• Excerpt
╔══
“So what are your career goals in five years?”
This question has become something I’ve learned to loathe. I loathe it because it’s confining and I loathe it because I don’t know.
In every job interview, you go on you will hear this question. I understand the purpose of being goal oriented. I am goal oriented. I am hardworking and ambitious but that does not mean I have a clear plan for where I see myself in five years. I don’t even have a clear plan on what career I want in five years. Instead of expecting people to know who they want to be or worse, should be in five years, perhaps we should focus on helping them in this moment, this day figure out how they want to start.
Are you able to make a 180-degree change and go in the opposite direction?
Are you able to say no to certainty and face fear and failure instead?
If the answer is yes, then you can pivot. Learning to the make the necessary adjustments and redefine your direction means you will last and survive. People who get stuck on one track or sink into the comfort of certainty may for a short while find the means to their end but then the end comes.
Be willing to give up on one path and trust that although you can’t see the path you’re turning around for it’s there and it will be solid under your feet if you choose to take the step.
╚══
• Records
╔══
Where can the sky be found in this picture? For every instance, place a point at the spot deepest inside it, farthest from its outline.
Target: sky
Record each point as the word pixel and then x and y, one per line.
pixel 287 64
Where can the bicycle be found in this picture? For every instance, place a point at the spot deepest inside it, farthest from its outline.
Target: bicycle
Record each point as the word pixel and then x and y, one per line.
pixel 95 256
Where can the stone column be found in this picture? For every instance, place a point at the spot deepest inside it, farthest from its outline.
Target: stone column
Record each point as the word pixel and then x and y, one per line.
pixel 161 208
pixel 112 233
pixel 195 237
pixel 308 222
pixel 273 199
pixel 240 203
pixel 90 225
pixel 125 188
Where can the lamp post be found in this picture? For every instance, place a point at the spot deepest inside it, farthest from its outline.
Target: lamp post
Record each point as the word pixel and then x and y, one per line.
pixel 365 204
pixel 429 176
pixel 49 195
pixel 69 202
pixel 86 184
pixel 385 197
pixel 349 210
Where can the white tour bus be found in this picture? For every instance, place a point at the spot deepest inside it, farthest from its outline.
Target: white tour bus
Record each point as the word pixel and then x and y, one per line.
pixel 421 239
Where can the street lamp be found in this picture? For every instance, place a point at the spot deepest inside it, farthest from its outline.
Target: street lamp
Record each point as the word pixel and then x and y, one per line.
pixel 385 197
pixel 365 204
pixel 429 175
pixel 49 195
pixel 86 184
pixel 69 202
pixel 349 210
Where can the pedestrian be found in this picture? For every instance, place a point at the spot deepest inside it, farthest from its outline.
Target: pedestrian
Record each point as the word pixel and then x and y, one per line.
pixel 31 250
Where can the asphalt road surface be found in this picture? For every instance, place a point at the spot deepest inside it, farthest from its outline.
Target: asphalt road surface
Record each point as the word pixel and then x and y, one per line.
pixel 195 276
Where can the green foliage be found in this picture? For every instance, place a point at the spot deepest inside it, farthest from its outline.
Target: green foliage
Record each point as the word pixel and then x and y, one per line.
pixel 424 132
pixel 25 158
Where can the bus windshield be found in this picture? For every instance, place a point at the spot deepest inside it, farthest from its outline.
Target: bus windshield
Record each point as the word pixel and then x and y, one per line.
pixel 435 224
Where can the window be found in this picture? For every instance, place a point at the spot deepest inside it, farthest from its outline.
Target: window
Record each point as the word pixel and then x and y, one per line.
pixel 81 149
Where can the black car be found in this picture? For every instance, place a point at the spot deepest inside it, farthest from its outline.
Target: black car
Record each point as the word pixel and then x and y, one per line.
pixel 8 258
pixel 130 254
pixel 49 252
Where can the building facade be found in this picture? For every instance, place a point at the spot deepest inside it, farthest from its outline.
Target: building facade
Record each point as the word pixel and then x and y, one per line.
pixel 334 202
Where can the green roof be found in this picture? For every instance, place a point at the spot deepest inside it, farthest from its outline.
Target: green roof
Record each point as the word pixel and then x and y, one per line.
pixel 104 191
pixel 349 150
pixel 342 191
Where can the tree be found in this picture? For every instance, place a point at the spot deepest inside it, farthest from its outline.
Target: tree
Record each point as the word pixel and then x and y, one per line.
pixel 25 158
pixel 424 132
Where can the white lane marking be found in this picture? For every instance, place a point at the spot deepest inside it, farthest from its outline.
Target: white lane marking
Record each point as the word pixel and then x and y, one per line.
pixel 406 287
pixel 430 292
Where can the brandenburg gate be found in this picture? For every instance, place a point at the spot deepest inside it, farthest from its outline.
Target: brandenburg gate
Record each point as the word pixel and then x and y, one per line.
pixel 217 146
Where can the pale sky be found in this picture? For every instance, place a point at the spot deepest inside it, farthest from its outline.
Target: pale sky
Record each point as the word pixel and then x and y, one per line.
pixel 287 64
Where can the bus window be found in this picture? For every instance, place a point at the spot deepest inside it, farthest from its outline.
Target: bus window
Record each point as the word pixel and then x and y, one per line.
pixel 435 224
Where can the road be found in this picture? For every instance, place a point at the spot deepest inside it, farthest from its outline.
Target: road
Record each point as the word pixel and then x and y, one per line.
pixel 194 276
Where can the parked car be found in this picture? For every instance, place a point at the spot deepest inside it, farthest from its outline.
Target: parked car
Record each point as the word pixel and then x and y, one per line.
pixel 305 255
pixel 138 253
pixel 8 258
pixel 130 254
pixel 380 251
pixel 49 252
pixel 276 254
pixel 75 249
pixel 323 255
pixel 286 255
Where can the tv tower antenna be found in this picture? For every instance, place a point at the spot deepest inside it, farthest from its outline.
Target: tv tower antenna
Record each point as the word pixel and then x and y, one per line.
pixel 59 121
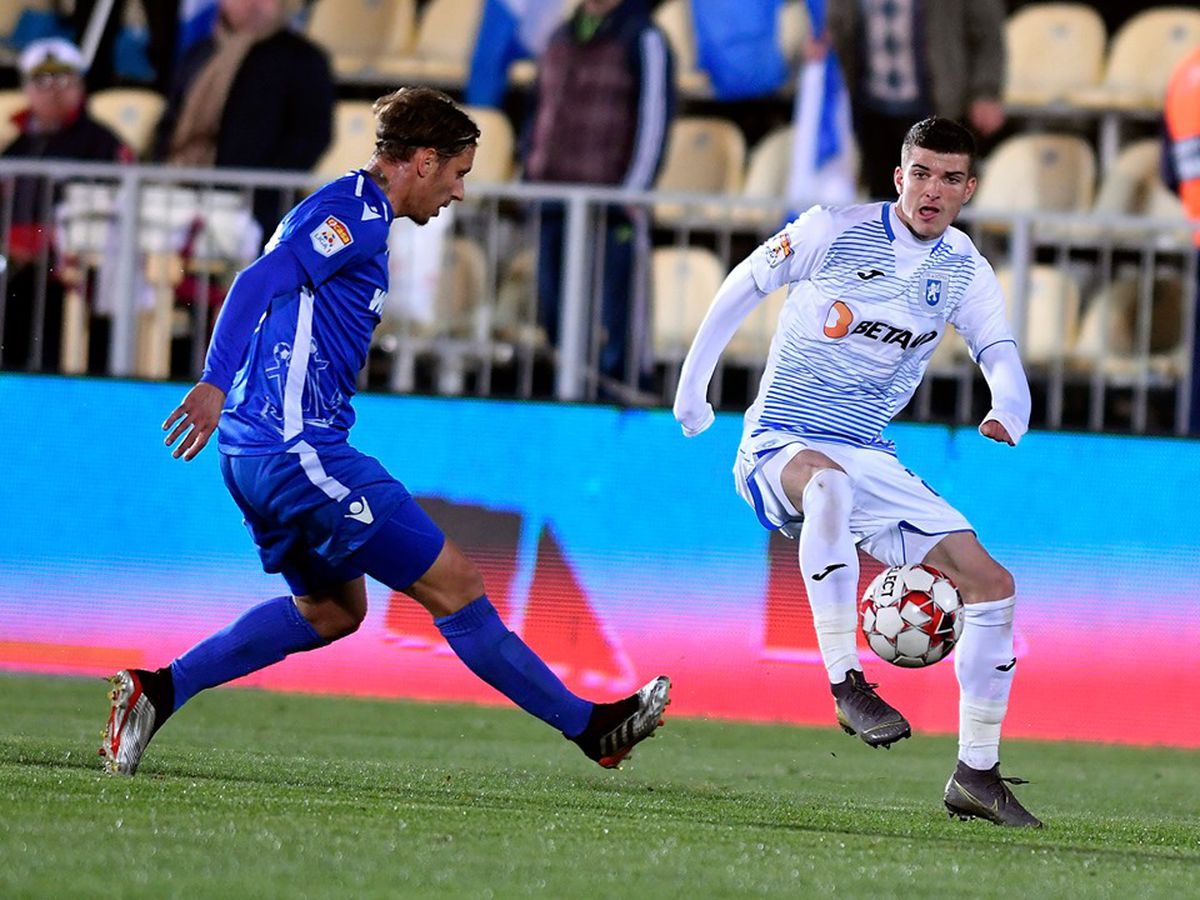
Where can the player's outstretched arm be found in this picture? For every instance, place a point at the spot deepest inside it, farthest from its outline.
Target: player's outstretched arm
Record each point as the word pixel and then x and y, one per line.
pixel 735 300
pixel 275 274
pixel 1009 415
pixel 195 420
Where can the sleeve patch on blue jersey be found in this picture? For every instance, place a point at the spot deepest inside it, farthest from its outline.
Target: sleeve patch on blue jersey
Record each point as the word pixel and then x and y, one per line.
pixel 330 237
pixel 778 249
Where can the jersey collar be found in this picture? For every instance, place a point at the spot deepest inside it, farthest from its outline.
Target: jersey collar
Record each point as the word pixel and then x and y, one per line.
pixel 370 191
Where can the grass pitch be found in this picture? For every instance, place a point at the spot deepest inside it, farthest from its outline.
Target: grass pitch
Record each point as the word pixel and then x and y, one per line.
pixel 247 793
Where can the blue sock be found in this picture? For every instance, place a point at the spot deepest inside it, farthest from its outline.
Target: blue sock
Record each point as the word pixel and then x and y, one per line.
pixel 502 659
pixel 263 635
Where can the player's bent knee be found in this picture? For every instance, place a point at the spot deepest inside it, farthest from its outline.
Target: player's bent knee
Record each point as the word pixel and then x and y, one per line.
pixel 995 583
pixel 450 583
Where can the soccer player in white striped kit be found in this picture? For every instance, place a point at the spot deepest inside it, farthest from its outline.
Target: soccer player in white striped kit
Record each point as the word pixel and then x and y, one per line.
pixel 871 289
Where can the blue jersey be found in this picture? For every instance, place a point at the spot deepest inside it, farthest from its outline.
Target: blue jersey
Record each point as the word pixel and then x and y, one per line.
pixel 300 372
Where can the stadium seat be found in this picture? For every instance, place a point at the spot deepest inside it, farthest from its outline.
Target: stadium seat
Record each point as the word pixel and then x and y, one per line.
pixel 132 113
pixel 353 138
pixel 516 301
pixel 11 102
pixel 675 18
pixel 684 281
pixel 706 156
pixel 1133 186
pixel 751 342
pixel 766 179
pixel 1032 173
pixel 445 40
pixel 793 29
pixel 1051 313
pixel 1053 49
pixel 497 144
pixel 1109 333
pixel 1141 58
pixel 357 31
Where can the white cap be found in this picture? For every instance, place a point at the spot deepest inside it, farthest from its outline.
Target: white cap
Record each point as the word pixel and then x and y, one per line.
pixel 51 54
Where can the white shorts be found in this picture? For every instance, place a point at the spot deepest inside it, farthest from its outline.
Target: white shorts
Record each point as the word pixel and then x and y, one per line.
pixel 897 517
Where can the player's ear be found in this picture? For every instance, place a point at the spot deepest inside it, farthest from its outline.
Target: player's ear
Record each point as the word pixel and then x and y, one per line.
pixel 427 161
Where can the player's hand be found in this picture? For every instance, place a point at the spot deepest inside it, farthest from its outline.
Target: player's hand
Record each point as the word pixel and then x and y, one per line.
pixel 195 420
pixel 994 430
pixel 694 417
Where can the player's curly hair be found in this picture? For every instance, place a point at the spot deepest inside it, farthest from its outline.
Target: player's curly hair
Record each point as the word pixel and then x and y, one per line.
pixel 942 136
pixel 413 118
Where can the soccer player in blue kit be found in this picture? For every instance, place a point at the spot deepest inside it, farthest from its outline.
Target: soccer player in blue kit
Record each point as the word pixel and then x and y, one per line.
pixel 277 383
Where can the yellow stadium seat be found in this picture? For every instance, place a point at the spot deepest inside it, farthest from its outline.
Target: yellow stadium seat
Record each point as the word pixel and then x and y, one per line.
pixel 132 113
pixel 751 342
pixel 1141 58
pixel 675 18
pixel 951 354
pixel 353 138
pixel 445 40
pixel 767 174
pixel 793 29
pixel 705 155
pixel 1051 313
pixel 1038 172
pixel 354 33
pixel 493 156
pixel 684 281
pixel 1133 186
pixel 1108 335
pixel 1053 49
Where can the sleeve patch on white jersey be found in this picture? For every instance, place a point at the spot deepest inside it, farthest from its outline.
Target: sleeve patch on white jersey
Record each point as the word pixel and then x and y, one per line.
pixel 330 237
pixel 778 249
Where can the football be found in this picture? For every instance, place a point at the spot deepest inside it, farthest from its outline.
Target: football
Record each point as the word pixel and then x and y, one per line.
pixel 911 616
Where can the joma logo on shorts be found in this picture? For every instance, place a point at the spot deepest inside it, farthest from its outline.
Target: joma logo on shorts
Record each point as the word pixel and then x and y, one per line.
pixel 838 324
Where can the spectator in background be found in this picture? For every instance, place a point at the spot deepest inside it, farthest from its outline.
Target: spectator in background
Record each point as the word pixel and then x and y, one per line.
pixel 54 126
pixel 907 59
pixel 1181 171
pixel 600 113
pixel 253 95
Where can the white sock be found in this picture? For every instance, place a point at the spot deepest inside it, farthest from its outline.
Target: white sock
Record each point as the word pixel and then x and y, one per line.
pixel 829 565
pixel 983 663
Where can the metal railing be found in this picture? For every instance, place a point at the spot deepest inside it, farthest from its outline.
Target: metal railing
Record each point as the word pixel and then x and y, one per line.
pixel 149 250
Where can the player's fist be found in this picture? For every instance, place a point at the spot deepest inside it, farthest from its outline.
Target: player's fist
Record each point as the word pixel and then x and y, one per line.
pixel 994 430
pixel 694 415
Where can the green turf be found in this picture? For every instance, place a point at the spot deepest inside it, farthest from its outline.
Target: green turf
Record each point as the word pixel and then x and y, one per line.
pixel 259 795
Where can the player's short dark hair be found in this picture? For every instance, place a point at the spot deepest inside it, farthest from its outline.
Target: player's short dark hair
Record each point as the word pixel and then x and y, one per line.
pixel 412 118
pixel 942 136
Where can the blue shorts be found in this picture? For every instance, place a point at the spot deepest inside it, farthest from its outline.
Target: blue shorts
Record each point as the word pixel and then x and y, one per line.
pixel 310 510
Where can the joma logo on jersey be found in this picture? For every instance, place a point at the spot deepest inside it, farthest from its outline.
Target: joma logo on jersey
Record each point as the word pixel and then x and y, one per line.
pixel 841 317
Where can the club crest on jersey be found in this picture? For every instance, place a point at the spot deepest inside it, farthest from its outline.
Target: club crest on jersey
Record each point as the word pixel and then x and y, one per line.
pixel 330 237
pixel 778 249
pixel 933 292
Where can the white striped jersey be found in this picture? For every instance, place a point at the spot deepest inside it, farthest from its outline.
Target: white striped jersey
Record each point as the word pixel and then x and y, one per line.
pixel 304 359
pixel 868 304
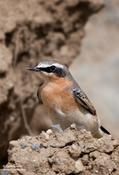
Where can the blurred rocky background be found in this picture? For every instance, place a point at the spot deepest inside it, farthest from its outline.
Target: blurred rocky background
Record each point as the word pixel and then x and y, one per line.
pixel 97 67
pixel 30 31
pixel 34 30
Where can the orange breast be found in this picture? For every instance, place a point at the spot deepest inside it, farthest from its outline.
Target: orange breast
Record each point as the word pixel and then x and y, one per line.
pixel 57 94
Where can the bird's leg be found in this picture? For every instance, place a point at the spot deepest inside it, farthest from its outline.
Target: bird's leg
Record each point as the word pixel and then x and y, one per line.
pixel 57 127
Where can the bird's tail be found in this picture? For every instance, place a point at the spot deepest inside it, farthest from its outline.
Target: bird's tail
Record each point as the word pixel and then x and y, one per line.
pixel 104 130
pixel 101 131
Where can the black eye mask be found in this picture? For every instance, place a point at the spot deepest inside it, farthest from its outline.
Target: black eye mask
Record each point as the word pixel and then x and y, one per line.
pixel 52 69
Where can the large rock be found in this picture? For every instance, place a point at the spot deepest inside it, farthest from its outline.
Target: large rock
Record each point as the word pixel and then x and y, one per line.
pixel 70 152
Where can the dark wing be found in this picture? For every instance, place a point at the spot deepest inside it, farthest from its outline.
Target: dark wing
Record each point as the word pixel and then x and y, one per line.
pixel 81 98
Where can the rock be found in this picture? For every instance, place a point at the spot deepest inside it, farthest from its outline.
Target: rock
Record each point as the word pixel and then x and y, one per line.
pixel 63 160
pixel 29 32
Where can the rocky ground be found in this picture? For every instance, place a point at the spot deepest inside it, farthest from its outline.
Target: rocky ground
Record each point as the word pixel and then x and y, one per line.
pixel 30 31
pixel 69 153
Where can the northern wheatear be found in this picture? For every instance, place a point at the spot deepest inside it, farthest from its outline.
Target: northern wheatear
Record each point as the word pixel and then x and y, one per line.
pixel 65 101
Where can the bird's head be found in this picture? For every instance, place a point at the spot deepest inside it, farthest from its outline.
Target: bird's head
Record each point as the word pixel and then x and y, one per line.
pixel 50 69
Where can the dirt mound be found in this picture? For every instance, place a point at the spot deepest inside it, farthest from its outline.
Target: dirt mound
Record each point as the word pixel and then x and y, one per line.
pixel 71 152
pixel 31 30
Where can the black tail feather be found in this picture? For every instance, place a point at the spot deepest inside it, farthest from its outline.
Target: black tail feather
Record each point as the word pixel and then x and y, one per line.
pixel 104 130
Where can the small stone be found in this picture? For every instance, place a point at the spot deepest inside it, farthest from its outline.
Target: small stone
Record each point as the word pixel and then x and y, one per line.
pixel 79 166
pixel 73 126
pixel 35 147
pixel 49 132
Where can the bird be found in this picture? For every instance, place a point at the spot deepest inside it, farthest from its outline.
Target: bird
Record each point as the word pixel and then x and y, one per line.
pixel 65 101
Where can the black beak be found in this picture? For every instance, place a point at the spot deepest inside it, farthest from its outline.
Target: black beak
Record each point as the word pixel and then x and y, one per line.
pixel 33 69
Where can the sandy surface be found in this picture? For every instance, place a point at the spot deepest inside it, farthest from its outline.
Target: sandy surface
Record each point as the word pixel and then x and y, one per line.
pixel 97 67
pixel 30 31
pixel 69 153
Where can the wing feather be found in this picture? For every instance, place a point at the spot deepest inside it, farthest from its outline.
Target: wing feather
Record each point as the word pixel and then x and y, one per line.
pixel 82 98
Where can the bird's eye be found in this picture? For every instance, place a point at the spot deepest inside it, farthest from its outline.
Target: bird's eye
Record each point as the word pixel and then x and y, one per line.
pixel 52 68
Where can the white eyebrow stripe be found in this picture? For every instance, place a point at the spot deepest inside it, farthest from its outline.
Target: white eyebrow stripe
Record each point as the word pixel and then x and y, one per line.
pixel 58 65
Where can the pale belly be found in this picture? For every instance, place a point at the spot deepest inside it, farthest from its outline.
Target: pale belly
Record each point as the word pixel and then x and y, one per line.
pixel 64 110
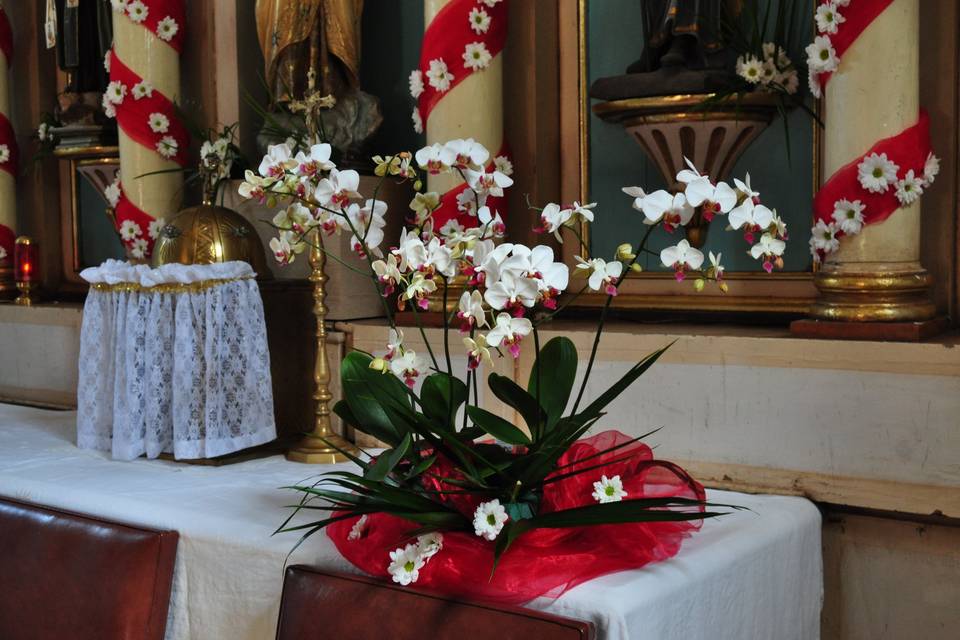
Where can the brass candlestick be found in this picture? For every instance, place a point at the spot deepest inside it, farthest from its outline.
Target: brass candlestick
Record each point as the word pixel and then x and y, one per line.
pixel 322 445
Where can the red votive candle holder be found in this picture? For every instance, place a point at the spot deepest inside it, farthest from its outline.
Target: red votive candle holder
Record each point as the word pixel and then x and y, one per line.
pixel 26 269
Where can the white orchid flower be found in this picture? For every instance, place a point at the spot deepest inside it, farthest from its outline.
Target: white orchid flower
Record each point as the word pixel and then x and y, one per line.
pixel 508 332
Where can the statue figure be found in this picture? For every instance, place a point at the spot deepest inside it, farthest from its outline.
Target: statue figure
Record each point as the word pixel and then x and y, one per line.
pixel 82 33
pixel 320 36
pixel 684 51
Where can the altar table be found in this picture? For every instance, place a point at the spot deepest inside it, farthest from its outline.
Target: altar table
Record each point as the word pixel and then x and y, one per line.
pixel 752 574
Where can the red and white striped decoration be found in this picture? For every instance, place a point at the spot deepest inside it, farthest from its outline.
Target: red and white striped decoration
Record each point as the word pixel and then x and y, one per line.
pixel 9 152
pixel 144 82
pixel 459 86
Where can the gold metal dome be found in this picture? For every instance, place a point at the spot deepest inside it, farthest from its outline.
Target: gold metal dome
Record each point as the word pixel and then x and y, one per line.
pixel 207 234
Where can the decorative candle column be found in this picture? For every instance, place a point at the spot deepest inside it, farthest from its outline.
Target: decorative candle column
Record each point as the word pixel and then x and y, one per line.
pixel 875 274
pixel 8 163
pixel 145 80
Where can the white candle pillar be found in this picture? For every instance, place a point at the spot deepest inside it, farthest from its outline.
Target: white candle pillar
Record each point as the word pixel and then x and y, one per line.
pixel 876 275
pixel 156 61
pixel 472 109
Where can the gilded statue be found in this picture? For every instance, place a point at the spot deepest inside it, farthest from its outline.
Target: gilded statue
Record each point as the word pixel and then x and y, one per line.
pixel 321 39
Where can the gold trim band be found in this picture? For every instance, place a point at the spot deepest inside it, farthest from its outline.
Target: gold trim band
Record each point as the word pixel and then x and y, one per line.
pixel 172 287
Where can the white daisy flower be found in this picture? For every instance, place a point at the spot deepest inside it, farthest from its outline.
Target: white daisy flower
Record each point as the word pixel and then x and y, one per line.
pixel 405 565
pixel 930 169
pixel 909 189
pixel 476 56
pixel 159 123
pixel 439 76
pixel 821 56
pixel 167 29
pixel 488 519
pixel 115 93
pixel 416 83
pixel 479 20
pixel 848 215
pixel 130 230
pixel 876 173
pixel 167 147
pixel 142 89
pixel 138 249
pixel 155 228
pixel 137 11
pixel 750 69
pixel 608 490
pixel 828 19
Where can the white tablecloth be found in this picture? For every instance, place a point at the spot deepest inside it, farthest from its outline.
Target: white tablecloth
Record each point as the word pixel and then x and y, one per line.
pixel 753 574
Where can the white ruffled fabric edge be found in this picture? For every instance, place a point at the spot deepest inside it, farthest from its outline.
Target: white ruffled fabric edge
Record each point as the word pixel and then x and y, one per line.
pixel 118 271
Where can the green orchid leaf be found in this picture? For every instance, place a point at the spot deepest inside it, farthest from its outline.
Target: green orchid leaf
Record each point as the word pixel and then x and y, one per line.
pixel 515 396
pixel 435 398
pixel 497 426
pixel 552 377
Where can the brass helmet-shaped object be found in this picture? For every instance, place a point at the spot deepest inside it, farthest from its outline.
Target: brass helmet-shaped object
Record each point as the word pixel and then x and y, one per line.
pixel 207 234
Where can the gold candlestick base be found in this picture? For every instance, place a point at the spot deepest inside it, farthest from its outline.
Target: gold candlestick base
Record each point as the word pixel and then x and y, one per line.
pixel 322 445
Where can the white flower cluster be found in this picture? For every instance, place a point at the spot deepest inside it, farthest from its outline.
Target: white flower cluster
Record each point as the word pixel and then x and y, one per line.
pixel 774 72
pixel 877 174
pixel 137 11
pixel 476 57
pixel 821 56
pixel 406 562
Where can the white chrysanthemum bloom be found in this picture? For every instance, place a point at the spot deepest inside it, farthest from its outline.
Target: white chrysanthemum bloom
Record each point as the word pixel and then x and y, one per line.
pixel 142 89
pixel 821 56
pixel 138 249
pixel 503 165
pixel 130 230
pixel 159 123
pixel 167 29
pixel 750 69
pixel 824 237
pixel 168 147
pixel 155 228
pixel 848 215
pixel 429 544
pixel 137 11
pixel 828 19
pixel 608 490
pixel 115 93
pixel 358 529
pixel 417 120
pixel 930 169
pixel 489 518
pixel 439 76
pixel 479 20
pixel 476 56
pixel 876 173
pixel 112 193
pixel 405 565
pixel 416 83
pixel 909 188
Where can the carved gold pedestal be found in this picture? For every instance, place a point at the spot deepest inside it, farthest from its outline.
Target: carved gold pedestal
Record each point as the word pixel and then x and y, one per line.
pixel 876 294
pixel 322 445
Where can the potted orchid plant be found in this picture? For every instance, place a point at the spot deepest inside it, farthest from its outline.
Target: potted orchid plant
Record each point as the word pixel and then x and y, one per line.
pixel 460 492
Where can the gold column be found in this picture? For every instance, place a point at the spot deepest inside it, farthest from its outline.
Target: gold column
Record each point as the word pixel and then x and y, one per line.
pixel 322 445
pixel 876 275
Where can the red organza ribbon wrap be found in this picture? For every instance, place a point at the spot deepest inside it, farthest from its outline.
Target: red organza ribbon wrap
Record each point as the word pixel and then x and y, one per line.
pixel 542 562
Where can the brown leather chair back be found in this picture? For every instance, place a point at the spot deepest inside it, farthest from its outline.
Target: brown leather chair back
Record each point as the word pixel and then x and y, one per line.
pixel 64 575
pixel 319 604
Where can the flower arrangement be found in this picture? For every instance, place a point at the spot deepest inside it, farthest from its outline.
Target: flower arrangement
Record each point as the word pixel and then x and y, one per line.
pixel 460 493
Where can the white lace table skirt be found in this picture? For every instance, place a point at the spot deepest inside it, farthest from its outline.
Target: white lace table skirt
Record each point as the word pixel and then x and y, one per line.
pixel 173 359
╚══
• Work instructions
Please copy out the piece on career goals in full, word for word. The items have no connection to the piece on career goals.

• Exercise output
“So what are your career goals in five years?”
This question has become something I’ve learned to loathe. I loathe it because it’s confining and I loathe it because I don’t know.
In every job interview, you go on you will hear this question. I understand the purpose of being goal oriented. I am goal oriented. I am hardworking and ambitious but that does not mean I have a clear plan for where I see myself in five years. I don’t even have a clear plan on what career I want in five years. Instead of expecting people to know who they want to be or worse, should be in five years, perhaps we should focus on helping them in this moment, this day figure out how they want to start.
Are you able to make a 180-degree change and go in the opposite direction?
Are you able to say no to certainty and face fear and failure instead?
If the answer is yes, then you can pivot. Learning to the make the necessary adjustments and redefine your direction means you will last and survive. People who get stuck on one track or sink into the comfort of certainty may for a short while find the means to their end but then the end comes.
Be willing to give up on one path and trust that although you can’t see the path you’re turning around for it’s there and it will be solid under your feet if you choose to take the step.